EXTRAIT CHOISI
◆ ◆ ◆ ◆ ◆ ◆ ◆
En faisant fi de la volonté populaire ? Pas du tout : d’abord, la situation a évolué depuis 2017, et elle continue d’évoluer rapidement, que cela nous plaise ou non.

 

Ensuite, il est devenu évident que toutes les promesses des initiants étaient impossible à tenir : l’alternative au modèle actuel, pourtant considérée comme beaucoup trop cher par ses détracteurs, se révèle être encore plus chère, sans aucun bénéfice sanitaire évident. La promesse de pouvoir mettre sur pied un système décentralisé qui évite « le gouffre à un demi-milliard » dénoncé par les initiants a fait sans doute pencher la balance en 2017. Or, la volonté du peuple ne sera pas respectée sur ce point si nous adoptons le projet de la commission santé.

 

Il ne s’agit pas pour autant de faire fi de la volonté de décentralisation, bien réelle, ni du désir légitime des populations du Haut de bénéficier de services hospitaliers de proximité et de qualité. Mais osons le dire clairement : ni l’organisation actuelle, ni celle alternative proposée aujourd’hui ne sont satisfaisantes dans la perspective plus large de l’évolution du système de la santé qui est en cours et qu’il faut repenser fondamentalement.

 

Saisissons donc l’opportunité qui nous est paradoxalement offerte par la longue crise du système hospitalier neuchâtelois pour envisager une réflexion qui dépasse les questions spatiales cantonales, sans les négliger pour autant. Donnons-nous le temps d’une réflexion inclusive, en instaurant un véritable dialogue avec la population et les différents acteurs du domaine de la santé, dans toutes les régions, en prenant en compte l’ensemble des dimensions du débat, qu’elles soient d’ordre technique, financier, social ou symbolique.

 

Notre modèle actuel est voué à l’échec, et le vieillissement de la population ne fera qu’accentuer ses contradictions.

 

La majorité de notre groupe [tous les députés vert'libéraux, NDLA] refusera donc un projet qui ne règle aucun problème de fond, qui a toutefois le mérite de démontrer que l’initiative ne pouvait pas tenir toutes ses promesses : la commission santé a fait au mieux pour essayer d’obtenir la quadrature du cercle et il faut lui en être reconnaissant. Mais répondre à des défis réels en tentant de remplacer un système défaillant par un autre sans avenir n’est pas une solution : c’est une démission. Et quel que soit le résultat du vote de ce jour, rien ne sera réglé fondamentalement.

 

Les initiants du projet H+H ont permis à un désarroi et à un ras-le-bol légitimes, de s’exprimer, pour lesquels d’autres réponses doivent être trouvées. La réponse purement technocratique qui consiste à aligner des chiffres ou prendre des décisions d’autorité sans chercher le dialogue avec les gens est vouée à l’échec. On l’a bien vu à de nombreuses reprises ces dernières années. En d’autres termes, nous devons saisir l’occasion d’un nouveau départ, sur des bases plus inclusives.
◆ ◆ ◆ ◆ ◆ ◆ ◆
DONNÉES FOURNIES

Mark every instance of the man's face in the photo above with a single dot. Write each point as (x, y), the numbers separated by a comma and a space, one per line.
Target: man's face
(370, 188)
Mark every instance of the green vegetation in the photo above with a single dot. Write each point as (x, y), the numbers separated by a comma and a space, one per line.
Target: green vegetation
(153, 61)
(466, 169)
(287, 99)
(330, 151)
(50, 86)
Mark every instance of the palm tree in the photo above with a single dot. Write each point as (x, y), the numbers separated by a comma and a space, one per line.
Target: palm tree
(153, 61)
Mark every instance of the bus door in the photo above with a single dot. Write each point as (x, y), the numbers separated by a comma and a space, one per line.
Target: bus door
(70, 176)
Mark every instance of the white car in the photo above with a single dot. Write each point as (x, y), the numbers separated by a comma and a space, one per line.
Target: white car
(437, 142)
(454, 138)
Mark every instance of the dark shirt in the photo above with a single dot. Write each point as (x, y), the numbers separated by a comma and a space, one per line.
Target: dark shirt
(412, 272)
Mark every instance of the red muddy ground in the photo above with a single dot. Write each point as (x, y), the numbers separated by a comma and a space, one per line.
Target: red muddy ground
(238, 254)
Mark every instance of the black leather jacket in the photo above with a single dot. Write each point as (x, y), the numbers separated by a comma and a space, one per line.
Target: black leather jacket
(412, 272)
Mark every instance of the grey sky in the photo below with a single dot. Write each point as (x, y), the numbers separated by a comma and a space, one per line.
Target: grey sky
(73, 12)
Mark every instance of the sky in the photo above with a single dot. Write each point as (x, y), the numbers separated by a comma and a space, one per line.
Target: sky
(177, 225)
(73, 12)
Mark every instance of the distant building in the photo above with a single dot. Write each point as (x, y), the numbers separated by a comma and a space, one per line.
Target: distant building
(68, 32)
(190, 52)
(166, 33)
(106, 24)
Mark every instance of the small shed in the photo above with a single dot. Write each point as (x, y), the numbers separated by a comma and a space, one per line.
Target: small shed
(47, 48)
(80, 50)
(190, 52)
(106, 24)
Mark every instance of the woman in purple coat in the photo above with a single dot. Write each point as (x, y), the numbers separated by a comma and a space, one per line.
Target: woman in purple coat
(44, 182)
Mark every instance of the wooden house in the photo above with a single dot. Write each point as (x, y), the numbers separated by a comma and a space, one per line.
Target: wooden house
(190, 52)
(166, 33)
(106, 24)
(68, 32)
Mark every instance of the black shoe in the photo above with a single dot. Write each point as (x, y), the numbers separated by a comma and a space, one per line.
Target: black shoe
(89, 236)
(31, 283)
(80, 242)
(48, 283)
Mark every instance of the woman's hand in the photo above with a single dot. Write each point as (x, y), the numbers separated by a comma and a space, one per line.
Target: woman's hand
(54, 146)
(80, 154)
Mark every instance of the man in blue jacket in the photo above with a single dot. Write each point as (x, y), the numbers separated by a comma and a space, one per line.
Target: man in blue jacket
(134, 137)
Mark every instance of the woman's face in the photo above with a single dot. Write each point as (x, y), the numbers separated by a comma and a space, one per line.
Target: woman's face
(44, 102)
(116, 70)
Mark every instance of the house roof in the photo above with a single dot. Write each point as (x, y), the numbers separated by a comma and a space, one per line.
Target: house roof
◆ ◆ ◆ ◆ ◆ ◆ ◆
LISTE DES TÂCHES
1 – Selon l'extrait choisi, à combien s'élevait « le gouffre » dénoncé par les initiants ?
2 – Dans l'extrait choisi, de quels ordres sont les dimensions du débat à prendre en compte ? Citez-les toutes.

RÉPONSES RÉDIGÉES
1 – À un demi-milliard.

2 – Technique, financier, social et symbolique.